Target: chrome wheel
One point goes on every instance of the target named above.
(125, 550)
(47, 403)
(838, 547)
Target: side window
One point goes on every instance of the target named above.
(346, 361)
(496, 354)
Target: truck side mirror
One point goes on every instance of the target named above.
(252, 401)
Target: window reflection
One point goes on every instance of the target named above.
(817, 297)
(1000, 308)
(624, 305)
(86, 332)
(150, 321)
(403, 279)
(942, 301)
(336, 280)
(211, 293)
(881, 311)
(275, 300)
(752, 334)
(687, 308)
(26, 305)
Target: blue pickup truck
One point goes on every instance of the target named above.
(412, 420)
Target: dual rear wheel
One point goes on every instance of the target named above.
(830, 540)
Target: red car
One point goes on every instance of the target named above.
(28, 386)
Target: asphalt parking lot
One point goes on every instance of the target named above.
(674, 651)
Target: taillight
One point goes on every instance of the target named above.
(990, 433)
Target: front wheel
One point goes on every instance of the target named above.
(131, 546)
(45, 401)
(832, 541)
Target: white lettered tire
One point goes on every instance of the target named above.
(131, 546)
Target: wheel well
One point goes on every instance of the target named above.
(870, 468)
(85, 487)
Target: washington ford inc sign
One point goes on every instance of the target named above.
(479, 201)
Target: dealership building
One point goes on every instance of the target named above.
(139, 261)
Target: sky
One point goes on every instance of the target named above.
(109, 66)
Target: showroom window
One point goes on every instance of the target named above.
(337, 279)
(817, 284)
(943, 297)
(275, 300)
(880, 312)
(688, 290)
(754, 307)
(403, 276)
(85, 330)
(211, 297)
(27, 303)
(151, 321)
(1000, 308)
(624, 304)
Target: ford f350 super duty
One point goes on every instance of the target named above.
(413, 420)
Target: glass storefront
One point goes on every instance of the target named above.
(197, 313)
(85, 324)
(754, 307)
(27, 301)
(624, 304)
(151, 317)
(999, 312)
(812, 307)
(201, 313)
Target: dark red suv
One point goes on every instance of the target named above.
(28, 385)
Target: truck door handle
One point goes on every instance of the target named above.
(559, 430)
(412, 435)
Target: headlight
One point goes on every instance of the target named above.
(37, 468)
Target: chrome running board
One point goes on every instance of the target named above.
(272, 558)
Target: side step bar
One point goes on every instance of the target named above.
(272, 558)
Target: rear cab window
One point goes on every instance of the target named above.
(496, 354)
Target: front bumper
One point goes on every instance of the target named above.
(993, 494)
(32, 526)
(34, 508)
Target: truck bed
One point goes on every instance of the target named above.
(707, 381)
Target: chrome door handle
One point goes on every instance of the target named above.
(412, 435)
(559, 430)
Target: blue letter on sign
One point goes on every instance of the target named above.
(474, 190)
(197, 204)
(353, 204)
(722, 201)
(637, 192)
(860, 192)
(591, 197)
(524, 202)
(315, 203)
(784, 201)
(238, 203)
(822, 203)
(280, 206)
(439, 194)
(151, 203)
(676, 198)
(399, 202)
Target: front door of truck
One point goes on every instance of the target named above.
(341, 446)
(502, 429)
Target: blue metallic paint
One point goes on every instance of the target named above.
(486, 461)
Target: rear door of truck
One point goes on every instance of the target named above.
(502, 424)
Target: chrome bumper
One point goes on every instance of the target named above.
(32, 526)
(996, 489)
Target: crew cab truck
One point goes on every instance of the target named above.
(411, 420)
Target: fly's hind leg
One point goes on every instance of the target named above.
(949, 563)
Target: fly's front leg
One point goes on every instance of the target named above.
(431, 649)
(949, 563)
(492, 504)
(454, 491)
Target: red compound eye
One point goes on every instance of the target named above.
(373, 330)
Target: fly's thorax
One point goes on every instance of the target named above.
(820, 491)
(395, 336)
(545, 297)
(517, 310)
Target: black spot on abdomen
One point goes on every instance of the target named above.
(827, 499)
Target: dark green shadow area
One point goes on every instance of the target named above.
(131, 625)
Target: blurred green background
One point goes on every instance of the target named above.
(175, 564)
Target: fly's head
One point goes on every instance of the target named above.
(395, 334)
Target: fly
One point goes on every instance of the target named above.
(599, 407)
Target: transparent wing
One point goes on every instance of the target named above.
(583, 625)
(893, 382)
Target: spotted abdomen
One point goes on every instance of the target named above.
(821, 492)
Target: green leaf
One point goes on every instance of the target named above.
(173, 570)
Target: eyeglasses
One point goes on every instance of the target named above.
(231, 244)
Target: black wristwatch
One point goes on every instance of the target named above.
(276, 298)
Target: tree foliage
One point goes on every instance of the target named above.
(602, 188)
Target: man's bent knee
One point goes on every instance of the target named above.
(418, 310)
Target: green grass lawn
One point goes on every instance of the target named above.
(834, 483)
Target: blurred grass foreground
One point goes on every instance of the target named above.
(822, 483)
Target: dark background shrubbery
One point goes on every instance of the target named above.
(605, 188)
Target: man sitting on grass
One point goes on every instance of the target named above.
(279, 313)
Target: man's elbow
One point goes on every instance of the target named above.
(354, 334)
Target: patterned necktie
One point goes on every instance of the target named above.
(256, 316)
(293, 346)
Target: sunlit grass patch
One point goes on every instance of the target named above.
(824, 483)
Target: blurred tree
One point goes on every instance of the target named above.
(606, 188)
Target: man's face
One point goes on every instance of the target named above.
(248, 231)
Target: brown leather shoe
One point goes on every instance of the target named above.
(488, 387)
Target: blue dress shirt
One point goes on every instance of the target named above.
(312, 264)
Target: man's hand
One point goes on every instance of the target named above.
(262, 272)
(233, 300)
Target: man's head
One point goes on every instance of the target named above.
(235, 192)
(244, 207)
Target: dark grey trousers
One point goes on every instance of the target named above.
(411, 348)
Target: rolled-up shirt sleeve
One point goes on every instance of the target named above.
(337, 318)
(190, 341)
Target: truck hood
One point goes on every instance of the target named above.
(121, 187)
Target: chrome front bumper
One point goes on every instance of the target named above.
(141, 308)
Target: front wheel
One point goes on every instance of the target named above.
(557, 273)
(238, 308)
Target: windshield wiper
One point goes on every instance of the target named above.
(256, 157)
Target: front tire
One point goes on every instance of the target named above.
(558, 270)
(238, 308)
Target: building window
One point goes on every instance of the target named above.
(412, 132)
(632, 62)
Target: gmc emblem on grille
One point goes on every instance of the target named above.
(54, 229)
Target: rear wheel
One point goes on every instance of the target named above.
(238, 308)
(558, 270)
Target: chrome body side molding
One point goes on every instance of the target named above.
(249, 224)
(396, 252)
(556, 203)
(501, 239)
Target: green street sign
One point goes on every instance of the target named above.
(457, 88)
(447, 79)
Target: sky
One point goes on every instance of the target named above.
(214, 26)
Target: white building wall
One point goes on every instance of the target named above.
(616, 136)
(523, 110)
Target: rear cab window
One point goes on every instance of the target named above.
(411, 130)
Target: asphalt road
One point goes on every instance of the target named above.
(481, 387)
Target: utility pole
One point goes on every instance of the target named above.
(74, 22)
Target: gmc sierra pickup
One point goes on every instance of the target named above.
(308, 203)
------------
Written instruction:
Reproduce all of the items above word for word, leaving nothing out and adding nothing.

In response:
Target: chrome wheel
One point goes on every instance of the target named above.
(125, 550)
(47, 403)
(838, 547)
Target: side window
One point goes on every instance of the target named above.
(346, 361)
(496, 354)
Target: truck side mirror
One point goes on every instance of the target named above.
(252, 401)
Target: window reflection
One point goes on every instance of the target named above.
(817, 297)
(1000, 308)
(624, 305)
(86, 332)
(150, 321)
(403, 279)
(942, 301)
(336, 280)
(211, 293)
(881, 311)
(275, 300)
(752, 334)
(687, 308)
(26, 305)
Target: blue pickup truck
One point goes on every instance of the target named above.
(412, 420)
Target: dual rear wheel
One point goes on every instance of the target named above.
(830, 540)
Target: red car
One point goes on every instance of the target named above.
(28, 386)
Target: asphalt parking lot
One point goes on every instance of the target named above.
(674, 651)
Target: taillight
One point goes on every instance of the target named above.
(990, 433)
Target: front wheel
One point goes on every instance of the target named above.
(131, 546)
(45, 401)
(832, 541)
Target: white lettered tire
One point goes on every instance of the target named above.
(131, 546)
Target: wheel well
One point goes on every instance of the target named above.
(870, 468)
(85, 487)
Target: washington ford inc sign
One point goes on every instance of the target named above.
(479, 201)
Target: dealership building
One point goes on every instance of the target named above.
(139, 261)
Target: sky
One point goes on every instance of the target named above.
(109, 66)
Target: showroom window
One point goes on every instance of the target named above.
(337, 279)
(817, 284)
(943, 297)
(275, 300)
(880, 312)
(688, 290)
(754, 307)
(403, 276)
(85, 330)
(211, 297)
(27, 303)
(151, 321)
(1000, 308)
(624, 304)
Target: ford f350 super duty
One point goes on every instance of the target named above.
(413, 420)
Target: glass storefront
One point goes on every instance of the target named above.
(197, 313)
(85, 324)
(754, 307)
(27, 301)
(624, 304)
(151, 317)
(999, 312)
(812, 307)
(201, 313)
Target: dark red suv
One point goes on every instance of the target named above.
(28, 385)
Target: truck door handle
One point goes on every instance of the target named above.
(559, 430)
(412, 435)
Target: headlight
One point goes on every instance of the target named above.
(37, 468)
Target: chrome running board
One point goes on every instance of the target named above.
(272, 558)
Target: side step bar
One point goes on every instance of the target named above.
(272, 558)
Target: rear cab window
One point goes on every instance of the target named above.
(496, 354)
Target: front bumper
One point goes on every instance of the target named above.
(993, 494)
(32, 526)
(34, 508)
Target: truck bed
One point goes on every instance of the target named above.
(707, 381)
Target: chrome door handle
One point goes on every instance of the target named above.
(412, 435)
(559, 430)
Target: blue letter on sign
One point goes on every instance of the target named above.
(474, 190)
(197, 204)
(353, 204)
(722, 201)
(637, 192)
(860, 192)
(591, 197)
(524, 202)
(315, 203)
(784, 201)
(238, 203)
(822, 203)
(280, 206)
(439, 194)
(151, 203)
(676, 198)
(399, 202)
Target: front door of truck
One point goes on every instance of the target named above.
(341, 446)
(502, 429)
Target: blue metallic paint
One point goes on every instance of the target named above.
(486, 461)
Target: rear door of truck
One point goes on every instance of the target named above.
(502, 424)
Target: chrome bumper
One point goes on every instance of the target named above.
(32, 526)
(996, 489)
Target: crew cab truck
One point goes on every instance of the target named above.
(411, 420)
Target: fly's hind leg
One point goes on every instance of the target named above.
(949, 563)
Target: fly's front leg
One point goes on every instance of the target named above.
(431, 649)
(949, 563)
(492, 504)
(454, 491)
Target: red compound eye
One point goes on every instance of the target named above.
(373, 330)
Target: fly's thorax
One point goes on every instance of the target named above.
(820, 491)
(395, 336)
(545, 297)
(517, 310)
Target: black spot on abdomen
One point goes on every instance of the target named above.
(827, 499)
Target: dark green shadow area
One point goes on every instance of the target named above.
(131, 625)
Target: blurred green background
One point goes on every instance of the target named above.
(175, 564)
Target: fly's head
One point goes on every instance of the target named above.
(395, 334)
Target: fly
One point goes on every instance of the target named above.
(599, 407)
Target: transparent wing
One point goes on every instance of the target named above.
(583, 625)
(893, 382)
Target: spotted abdomen
One point goes on every instance of the target named above.
(821, 492)
Target: green leaf
One point goes on every instance of the target named above.
(173, 570)
Target: eyeglasses
One point goes on every instance of the target named above.
(231, 244)
Target: black wristwatch
One point goes on every instance of the target named above.
(276, 298)
Target: tree foliage
One point goes on every instance of the target named above.
(602, 188)
Target: man's bent knee
One point goes on every instance of the target named above.
(418, 310)
Target: green grass lawn
One point goes on every instance of the target named above.
(834, 483)
Target: blurred grass foreground
One point goes on every instance of the target named above.
(822, 483)
Target: dark background shrubbery
One point goes on every instance of the target named above.
(605, 188)
Target: man sitting on grass
One point goes on every instance of the target named above.
(279, 313)
Target: man's elbow
One point goes on every instance of the target named above.
(354, 334)
Target: patterned necktie
One point goes on every instance of the target named above.
(256, 316)
(293, 346)
Target: sunlit grass patch
One point goes on every instance of the target named above.
(824, 483)
Target: blurred tree
One point goes on every instance of the target named above.
(606, 188)
Target: man's face
One point goes on every instance of the target named above.
(248, 231)
Target: brown leather shoe
One point goes on every instance of the target named above.
(488, 387)
Target: blue dress shirt
One point goes on every instance of the target named above.
(312, 264)
Target: man's hand
One point goes on every instance of the target named above.
(262, 272)
(233, 300)
Target: man's head
One point goes on every instance of the target named above.
(235, 192)
(244, 207)
Target: dark grey trousers
One point goes on every instance of the target named above.
(411, 348)
Target: rolled-up shirt sleeve
One point goes on every instance of the target named above.
(337, 318)
(190, 341)
Target: truck hood
One point goes on every instance of the target named above.
(121, 187)
Target: chrome front bumper
One point goes on every instance of the target named above.
(141, 308)
Target: front wheel
One point goes on every instance of the target named above.
(557, 273)
(238, 308)
Target: windshield wiper
One point goes on every instance of the target named above.
(256, 157)
Target: front tire
One point goes on every instance of the target named above.
(558, 270)
(238, 308)
Target: building window
One point goes on every instance of the target named above.
(412, 132)
(632, 62)
Target: gmc emblem on grille
One point goes on every instance of the target named above.
(54, 229)
Target: rear wheel
One point goes on every instance of the target named above.
(238, 308)
(558, 270)
Target: chrome body side molding
One point goes on every instance of the target named above.
(249, 224)
(396, 252)
(556, 203)
(501, 239)
Target: green street sign
One point goes on every instance of the target named above.
(457, 88)
(447, 79)
Target: sky
One point goes on every instance of the target named above.
(214, 26)
Target: white building wall
One point goes on every instance of the target named above.
(616, 136)
(523, 110)
Target: rear cab window
One point goes on every instance of the target named above.
(411, 130)
Target: asphalt road
One point goes on every instance of the target named above.
(481, 387)
Target: utility pole
One point goes on every instance of the target named above.
(74, 22)
Target: gmc sierra pickup
One point goes on every instance of the target named above.
(308, 203)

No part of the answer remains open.